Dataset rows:
───

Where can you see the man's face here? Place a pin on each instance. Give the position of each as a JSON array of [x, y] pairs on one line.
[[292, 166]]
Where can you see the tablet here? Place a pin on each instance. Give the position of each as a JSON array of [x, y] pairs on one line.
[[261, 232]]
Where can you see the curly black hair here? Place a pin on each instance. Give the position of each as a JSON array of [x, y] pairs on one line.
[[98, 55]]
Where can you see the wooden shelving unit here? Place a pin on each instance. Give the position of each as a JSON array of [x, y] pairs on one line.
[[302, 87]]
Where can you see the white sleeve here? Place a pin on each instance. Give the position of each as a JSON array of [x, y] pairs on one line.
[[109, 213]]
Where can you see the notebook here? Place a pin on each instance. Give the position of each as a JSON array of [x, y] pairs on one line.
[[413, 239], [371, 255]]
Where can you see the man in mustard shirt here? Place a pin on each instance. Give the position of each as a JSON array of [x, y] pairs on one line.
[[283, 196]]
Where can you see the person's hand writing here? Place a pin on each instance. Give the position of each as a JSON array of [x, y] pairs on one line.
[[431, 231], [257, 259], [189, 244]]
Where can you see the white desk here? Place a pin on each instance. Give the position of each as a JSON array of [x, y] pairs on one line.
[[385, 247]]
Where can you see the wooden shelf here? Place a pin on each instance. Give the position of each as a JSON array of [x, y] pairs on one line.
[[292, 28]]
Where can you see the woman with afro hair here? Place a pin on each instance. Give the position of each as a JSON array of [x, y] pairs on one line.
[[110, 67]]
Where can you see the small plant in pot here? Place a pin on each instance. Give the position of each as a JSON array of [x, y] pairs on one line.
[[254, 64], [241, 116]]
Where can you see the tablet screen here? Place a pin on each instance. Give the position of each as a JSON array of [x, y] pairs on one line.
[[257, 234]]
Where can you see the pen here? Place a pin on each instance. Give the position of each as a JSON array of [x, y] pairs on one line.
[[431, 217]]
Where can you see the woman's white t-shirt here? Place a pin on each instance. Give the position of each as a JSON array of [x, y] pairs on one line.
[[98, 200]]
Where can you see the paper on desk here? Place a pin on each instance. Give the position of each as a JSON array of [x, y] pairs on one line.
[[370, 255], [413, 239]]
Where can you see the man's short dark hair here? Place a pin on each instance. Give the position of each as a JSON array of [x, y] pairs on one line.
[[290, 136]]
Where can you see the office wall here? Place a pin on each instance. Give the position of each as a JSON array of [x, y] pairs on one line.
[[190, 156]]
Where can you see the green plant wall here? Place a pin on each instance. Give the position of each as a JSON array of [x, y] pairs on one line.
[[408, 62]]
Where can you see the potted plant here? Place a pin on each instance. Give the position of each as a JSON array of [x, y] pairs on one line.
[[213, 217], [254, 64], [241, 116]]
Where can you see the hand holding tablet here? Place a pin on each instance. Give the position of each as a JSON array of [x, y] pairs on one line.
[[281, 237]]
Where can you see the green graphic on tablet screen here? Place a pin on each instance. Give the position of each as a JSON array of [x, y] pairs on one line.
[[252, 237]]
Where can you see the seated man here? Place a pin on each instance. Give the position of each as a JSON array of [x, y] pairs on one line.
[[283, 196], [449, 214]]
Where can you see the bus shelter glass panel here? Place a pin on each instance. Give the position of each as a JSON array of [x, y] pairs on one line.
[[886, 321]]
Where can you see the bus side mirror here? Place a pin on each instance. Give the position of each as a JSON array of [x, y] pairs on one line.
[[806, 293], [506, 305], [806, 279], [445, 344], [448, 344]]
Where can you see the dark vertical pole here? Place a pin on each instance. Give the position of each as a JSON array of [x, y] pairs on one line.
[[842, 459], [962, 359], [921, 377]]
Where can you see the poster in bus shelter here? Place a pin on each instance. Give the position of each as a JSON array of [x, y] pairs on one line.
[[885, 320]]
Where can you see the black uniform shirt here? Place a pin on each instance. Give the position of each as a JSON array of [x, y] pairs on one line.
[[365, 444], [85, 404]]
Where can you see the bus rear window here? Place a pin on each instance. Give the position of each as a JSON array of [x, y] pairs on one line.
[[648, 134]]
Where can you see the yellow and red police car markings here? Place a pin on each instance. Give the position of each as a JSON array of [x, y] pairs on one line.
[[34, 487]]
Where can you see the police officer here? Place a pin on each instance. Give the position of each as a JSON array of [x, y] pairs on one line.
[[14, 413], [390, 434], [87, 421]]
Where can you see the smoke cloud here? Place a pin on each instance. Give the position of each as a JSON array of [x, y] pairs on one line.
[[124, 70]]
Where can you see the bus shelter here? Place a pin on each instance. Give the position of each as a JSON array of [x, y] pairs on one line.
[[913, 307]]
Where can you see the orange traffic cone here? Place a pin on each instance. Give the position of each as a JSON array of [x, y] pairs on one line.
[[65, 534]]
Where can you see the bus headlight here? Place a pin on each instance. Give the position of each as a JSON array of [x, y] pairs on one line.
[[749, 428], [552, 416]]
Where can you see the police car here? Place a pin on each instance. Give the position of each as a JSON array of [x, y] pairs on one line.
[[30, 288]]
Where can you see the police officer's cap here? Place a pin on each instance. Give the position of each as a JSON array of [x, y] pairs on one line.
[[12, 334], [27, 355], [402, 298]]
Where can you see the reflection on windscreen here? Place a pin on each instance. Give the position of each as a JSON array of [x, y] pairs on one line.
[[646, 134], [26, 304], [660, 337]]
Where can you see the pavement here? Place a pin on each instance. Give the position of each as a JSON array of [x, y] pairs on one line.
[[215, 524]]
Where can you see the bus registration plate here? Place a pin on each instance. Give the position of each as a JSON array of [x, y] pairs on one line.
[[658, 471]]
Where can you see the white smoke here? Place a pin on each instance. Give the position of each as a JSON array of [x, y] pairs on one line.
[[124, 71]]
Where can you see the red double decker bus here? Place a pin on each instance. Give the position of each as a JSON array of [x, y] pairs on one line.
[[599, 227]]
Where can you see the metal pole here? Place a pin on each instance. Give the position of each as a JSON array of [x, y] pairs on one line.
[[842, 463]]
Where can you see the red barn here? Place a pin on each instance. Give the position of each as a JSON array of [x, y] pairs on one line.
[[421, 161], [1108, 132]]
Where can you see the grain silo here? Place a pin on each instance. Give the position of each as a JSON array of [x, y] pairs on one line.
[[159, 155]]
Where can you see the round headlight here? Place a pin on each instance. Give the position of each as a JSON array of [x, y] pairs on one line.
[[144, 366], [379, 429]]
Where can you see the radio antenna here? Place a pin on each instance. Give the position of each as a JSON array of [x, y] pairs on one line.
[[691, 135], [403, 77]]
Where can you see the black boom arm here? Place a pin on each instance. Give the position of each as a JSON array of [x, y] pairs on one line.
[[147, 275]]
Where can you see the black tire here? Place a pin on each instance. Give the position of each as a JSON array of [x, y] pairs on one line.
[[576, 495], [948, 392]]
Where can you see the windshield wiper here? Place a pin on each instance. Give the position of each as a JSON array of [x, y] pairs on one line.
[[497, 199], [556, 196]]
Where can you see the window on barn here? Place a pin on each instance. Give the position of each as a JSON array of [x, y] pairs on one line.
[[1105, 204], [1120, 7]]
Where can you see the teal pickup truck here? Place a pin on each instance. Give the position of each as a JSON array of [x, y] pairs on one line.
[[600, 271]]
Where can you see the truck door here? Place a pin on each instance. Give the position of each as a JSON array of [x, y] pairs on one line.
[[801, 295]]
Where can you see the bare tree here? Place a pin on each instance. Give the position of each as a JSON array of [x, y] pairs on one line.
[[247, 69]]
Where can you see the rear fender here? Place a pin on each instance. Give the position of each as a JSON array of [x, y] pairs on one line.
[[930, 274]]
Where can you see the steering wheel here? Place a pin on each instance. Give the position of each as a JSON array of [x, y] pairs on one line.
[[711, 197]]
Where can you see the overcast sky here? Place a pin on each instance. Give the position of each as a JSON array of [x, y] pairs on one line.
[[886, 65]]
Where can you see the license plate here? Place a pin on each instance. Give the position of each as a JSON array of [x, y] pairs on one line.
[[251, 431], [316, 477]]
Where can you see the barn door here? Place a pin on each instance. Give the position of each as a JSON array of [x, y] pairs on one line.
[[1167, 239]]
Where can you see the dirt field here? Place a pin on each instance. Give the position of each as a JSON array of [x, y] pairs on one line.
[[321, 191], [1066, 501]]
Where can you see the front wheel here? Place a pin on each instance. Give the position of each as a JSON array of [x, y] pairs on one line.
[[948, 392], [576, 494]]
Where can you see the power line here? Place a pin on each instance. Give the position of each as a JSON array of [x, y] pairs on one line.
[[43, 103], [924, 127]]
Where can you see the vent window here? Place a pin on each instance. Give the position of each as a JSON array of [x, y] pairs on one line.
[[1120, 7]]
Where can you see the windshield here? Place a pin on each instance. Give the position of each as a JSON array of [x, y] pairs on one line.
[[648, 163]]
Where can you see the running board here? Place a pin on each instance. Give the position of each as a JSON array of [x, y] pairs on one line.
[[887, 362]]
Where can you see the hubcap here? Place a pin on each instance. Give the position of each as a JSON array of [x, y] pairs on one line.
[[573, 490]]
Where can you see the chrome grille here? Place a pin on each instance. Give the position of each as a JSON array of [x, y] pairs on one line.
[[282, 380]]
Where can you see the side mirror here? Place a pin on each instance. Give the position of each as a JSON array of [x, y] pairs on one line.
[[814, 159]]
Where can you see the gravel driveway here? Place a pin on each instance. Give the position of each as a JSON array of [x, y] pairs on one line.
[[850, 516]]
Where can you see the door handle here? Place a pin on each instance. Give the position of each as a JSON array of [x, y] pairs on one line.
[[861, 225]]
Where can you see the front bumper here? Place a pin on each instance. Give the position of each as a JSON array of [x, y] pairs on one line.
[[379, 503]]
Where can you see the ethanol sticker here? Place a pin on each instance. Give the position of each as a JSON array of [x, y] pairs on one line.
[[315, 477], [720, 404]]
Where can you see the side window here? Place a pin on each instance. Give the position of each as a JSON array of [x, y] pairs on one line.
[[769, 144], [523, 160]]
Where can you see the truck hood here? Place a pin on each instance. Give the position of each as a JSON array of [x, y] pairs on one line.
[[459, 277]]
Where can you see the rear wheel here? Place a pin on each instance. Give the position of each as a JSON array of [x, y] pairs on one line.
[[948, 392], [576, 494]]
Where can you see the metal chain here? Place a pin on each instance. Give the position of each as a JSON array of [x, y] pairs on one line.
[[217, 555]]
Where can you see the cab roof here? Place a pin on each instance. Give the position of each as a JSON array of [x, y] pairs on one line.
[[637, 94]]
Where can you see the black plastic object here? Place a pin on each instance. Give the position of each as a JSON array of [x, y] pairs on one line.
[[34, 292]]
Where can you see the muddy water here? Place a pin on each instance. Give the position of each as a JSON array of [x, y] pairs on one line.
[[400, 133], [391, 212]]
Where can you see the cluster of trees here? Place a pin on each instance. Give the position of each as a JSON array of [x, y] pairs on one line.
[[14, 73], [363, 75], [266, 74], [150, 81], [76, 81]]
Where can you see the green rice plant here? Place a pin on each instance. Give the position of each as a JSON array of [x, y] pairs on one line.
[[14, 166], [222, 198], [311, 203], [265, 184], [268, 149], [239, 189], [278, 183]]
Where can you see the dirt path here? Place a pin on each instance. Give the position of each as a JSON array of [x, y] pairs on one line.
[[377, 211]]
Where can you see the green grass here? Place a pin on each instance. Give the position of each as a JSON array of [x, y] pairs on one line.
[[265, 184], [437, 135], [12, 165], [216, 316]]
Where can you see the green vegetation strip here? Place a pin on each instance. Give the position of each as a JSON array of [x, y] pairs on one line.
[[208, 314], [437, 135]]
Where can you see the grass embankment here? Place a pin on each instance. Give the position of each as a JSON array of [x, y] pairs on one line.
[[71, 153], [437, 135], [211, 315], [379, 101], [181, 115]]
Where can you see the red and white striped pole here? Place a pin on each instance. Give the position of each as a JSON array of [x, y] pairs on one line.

───

TASK:
Retype the listing from the line containing "Where can you see the poster" down to the line containing "[[913, 307]]", including both of those lines.

WRITTEN REPLY:
Where can you see the poster in bus shelter here? Place a pin on each instance. Give the position of each as a JSON array of [x, y] pairs on one line.
[[885, 320]]
Where can you see the black uniform shirt here? Place a pin on each instance. Give the position of each as a JSON array of [x, y] pairs on one line.
[[365, 444], [85, 404]]
Where can you see the bus rear window here? Place a pin on each instance. Give the position of each as a JSON array of [x, y] pairs on one line.
[[648, 134]]
Where can you see the yellow and red police car markings here? Place a pin on each instance. Give the position of each as a JSON array of [x, y] pairs on one line.
[[34, 487]]
Where can you see the police officer here? Place a pin on each instance. Give the position of each as a JSON array of [x, y] pairs on one line.
[[14, 413], [390, 434], [87, 421]]
Where can you see the smoke cloud here? Place a pin on each instance. Give the position of each as a JSON array of [x, y] pairs on one line.
[[124, 70]]
Where can you see the bus shelter here? Place a pin on each instance. Give the position of each as a JSON array of [x, y] pairs on one line.
[[913, 307]]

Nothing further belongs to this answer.